Records from a data source:
=-=-=-=-=
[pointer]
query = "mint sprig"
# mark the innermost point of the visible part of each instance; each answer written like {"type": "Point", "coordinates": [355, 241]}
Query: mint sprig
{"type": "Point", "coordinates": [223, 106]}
=-=-=-=-=
- Work instructions
Repeat the data above exactly.

- Expected output
[pointer]
query = "mint sprig"
# mark the innermost point of the visible part of each instance; each answer written like {"type": "Point", "coordinates": [355, 241]}
Query: mint sprig
{"type": "Point", "coordinates": [223, 106]}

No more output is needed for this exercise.